Les entreprises françaises Voltec Solar en Alsace et Recom-Sillia en Bretagne investissent plusieurs millions d’euros dans leur outil de production d’encapsulation de cellules photovoltaïques pour répondre essentiellement à la demande française soutenue par les appels d’offre CRE. Prouvant par la même que le monopole des modules chinois n’est pas une fatalité !
L’industrie française du solaire photovoltaïque reprend des couleurs. Un vent d’optimisme souffle enfin sur les acteurs de la filière. C’est en tous les cas une réalité pour le breton Recom-Sillia et l’alsacien Voltec Solar. Limités dans leur capacité à produire des volumes substantiels aptes à rassurer et fidéliser les développeurs dans le cadre des AO CRE, ces industriels n’hésitent pas aujourd’hui à se lancer dans de nouveaux investissements pour étoffer leur outil de production.
De 50 à 300 MW de capacité de production
Fin octobre et début novembre, à Lannion en Bretagne, l’usine Sillia a connu quelques jours de chômage technique. Pour la bonne cause ! Après sa reprise l’an dernier par le groupe allemand Recom de Dusseldorf (250 salariés), l’entreprise connaît un second souffle. Elle a ouvert son toit, au sens figuré comme au sens propre, pour faire entrer via une grue deux nouveaux laminateurs de 40 tonnes chacun dans la salle des machines. Une opération d’envergure ! Une refonte totale de la configuration de l’usine de 4 000 m² a également été nécessaire pour accueillir ces nouveaux équipements et d’autres encore. Objectif : passer d’une production de 50 à 300 mégawatts par an pour atteindre le rythme de production d’un panneau toutes les trente secondes soit 15 000 par semaine. De quoi devenir le premier site français de production en la matière. Cette montée en puissance s’accompagnera à terme de 20 à 30 embauches. Recom-Sillia déploie également dans le même temps une usine en Arménie de 700 MW de capacité, ce qui porte le potentiel global à 1 GW sur le sol « européen ». « On change de braquet. Nous arrivions à la fin d’une génération de panneaux » assure Nicolas Proux, directeur du site lannionnais.
----
Consigne A –
Répondez aux questions suivantes d'après l'article sur l'industrie photovoltaïque française.
(i) Dans quelle région se trouve l'entreprise Voltec Solar ?
(ii) Quelle capacité de production annuelle l'usine de Lannion vise-t-elle, et de quelle capacité part-elle ?
(iii) Quelle est la capacité de l'usine que Recom-Sillia déploie en Arménie ?
Consigne B – Prolongez l'article sur l'industrie photovoltaïque française à partir de sa dernière phrase.
Il n'est pas nécessaire de consulter les entrées.
----
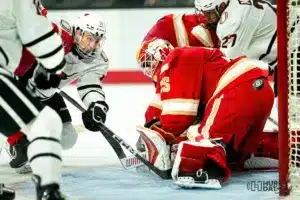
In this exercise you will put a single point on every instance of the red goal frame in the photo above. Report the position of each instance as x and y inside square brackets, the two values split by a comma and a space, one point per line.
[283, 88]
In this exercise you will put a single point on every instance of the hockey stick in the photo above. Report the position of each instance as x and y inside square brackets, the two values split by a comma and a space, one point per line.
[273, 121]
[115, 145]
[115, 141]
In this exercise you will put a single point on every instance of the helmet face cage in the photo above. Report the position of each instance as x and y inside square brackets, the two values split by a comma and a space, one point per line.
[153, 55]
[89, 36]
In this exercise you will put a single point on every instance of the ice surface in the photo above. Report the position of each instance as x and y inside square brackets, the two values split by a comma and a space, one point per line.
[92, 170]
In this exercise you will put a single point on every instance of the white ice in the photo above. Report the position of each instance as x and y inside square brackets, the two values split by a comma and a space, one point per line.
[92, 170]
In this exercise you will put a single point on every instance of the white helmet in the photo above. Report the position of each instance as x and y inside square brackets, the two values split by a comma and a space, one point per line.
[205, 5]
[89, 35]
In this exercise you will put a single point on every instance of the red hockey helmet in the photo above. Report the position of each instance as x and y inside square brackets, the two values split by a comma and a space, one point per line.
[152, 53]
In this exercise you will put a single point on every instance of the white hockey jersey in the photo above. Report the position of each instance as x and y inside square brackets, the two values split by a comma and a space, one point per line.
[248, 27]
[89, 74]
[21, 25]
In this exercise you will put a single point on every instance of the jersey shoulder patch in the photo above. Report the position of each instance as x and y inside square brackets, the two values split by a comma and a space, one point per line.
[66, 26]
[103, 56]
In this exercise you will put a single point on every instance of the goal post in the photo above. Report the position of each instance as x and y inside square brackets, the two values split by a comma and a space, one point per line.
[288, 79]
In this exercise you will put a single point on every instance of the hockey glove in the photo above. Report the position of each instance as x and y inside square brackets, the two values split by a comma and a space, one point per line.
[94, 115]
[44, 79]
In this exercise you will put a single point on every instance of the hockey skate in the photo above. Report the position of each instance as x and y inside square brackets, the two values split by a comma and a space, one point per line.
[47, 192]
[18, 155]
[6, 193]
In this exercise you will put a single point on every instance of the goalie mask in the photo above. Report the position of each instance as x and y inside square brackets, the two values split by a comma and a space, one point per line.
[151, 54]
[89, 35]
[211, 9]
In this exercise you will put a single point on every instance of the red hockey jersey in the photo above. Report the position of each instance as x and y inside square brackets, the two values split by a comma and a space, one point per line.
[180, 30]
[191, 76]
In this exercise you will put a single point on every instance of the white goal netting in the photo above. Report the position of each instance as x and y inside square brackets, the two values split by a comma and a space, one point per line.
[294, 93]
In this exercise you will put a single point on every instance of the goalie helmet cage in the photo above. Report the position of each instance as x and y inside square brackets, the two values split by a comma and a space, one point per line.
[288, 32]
----
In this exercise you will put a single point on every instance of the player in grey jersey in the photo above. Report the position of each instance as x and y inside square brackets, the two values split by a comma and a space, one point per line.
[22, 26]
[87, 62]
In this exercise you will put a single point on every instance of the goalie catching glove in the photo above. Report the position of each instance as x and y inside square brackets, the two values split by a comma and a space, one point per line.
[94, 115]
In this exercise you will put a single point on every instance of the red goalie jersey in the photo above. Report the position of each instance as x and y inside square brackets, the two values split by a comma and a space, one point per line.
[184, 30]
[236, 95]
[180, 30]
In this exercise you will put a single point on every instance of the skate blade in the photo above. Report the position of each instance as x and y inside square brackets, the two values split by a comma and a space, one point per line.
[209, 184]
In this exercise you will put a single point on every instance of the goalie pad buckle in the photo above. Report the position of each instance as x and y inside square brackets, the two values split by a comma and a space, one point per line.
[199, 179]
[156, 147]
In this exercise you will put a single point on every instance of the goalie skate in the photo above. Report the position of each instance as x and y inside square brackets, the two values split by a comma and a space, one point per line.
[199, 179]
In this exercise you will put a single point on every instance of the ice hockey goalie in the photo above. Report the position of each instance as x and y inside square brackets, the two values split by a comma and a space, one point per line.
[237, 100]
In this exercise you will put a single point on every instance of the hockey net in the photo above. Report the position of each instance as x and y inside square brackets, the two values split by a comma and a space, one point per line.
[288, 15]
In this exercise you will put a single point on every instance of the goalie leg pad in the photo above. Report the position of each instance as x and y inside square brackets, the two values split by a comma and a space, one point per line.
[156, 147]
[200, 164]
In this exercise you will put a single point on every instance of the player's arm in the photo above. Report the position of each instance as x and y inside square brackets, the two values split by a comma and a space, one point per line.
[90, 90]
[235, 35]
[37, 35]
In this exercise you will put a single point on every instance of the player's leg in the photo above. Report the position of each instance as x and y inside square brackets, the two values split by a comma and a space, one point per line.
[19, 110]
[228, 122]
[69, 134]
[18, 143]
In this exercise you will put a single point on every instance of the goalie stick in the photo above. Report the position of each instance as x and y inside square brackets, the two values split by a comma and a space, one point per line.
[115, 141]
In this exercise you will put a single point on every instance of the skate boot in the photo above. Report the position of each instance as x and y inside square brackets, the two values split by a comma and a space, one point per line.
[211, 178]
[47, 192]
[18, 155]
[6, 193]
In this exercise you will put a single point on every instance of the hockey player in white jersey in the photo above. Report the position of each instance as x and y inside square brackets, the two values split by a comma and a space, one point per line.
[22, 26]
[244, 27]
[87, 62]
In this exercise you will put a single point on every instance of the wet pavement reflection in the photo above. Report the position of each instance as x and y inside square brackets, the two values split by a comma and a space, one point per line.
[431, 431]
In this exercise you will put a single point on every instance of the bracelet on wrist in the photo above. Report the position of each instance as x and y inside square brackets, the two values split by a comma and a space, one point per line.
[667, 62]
----
Réponse A –
(i) En Alsace.
(ii) Elle vise 300 mégawatts par an, en partant de 50 mégawatts.
(iii) 700 MW.

Réponse B –
Diviser les charges fixes
« Avec ces investissement, nous enclenchons un nouveau cercle vertueux en divisant les charges fixes sur fond d’économies d’échelle. Nous allons enfin pouvoir rivaliser face à nos concurrents asiatiques avec des prix corrects sous les 30 centimes d’euros le W. Autour d’une mission bien ancrée dans la philosophie de la société : démocratiser partout dans le monde le solaire photovoltaïque » souligne Sarah Bellal en charge du développement commercial. A ce titre, l’usine de Lannion va largement profiter de la force de frappe du groupe Recom présent à l’international dans plus de 70 pays. Mais l’investissement a aussi du sens pour alimenter le marché français en passe de retrouver des volumes attrayants et une certaine stabilité grâce au mécanisme des appels d’offres. « Les appels d’offres, c’est un peu à double tranchant. Ce sont des processus longs pas faciles à appréhender avec des livraisons parfois deux ans après l’obtention d’un marché. Les AO sont assez spéculatifs et sont aussi susceptibles de freiner certains acteurs. D’un autre côté, ils nous donnent du temps à nous fabricants pour sécuriser les volumes et les approvisionnements en matières premières et planifier correctement les livraisons avec des prises de commandes déjà concrètes sur 2019 et une bonne visibilité sur 2020. Aujourd’hui, nous sommes en 3X8 et nous comptons passés en 5X8, c’est-à -dire 24 heures sur 24, y compris les week-ends, pour pousser le curseur le plus loin » poursuit Sarah Bellal qui n’oublie pas, sur ce marché hexagonal, l’apport incontestable de la notion d’empreinte carbone favorable aux industriels du made in France. « Il s’agit d’un travail fastidieux et chronophage mais nous procure un petit avantage appréciable. Pour les mois qui viennent, nous visons les 250 kg CO2/kW pour être plus performants encore» indique la commerciale qui se dit optimiste pour le marché tricolore notamment avec la percée de l’autoconsommation qui commence à grignoter des parts de marché.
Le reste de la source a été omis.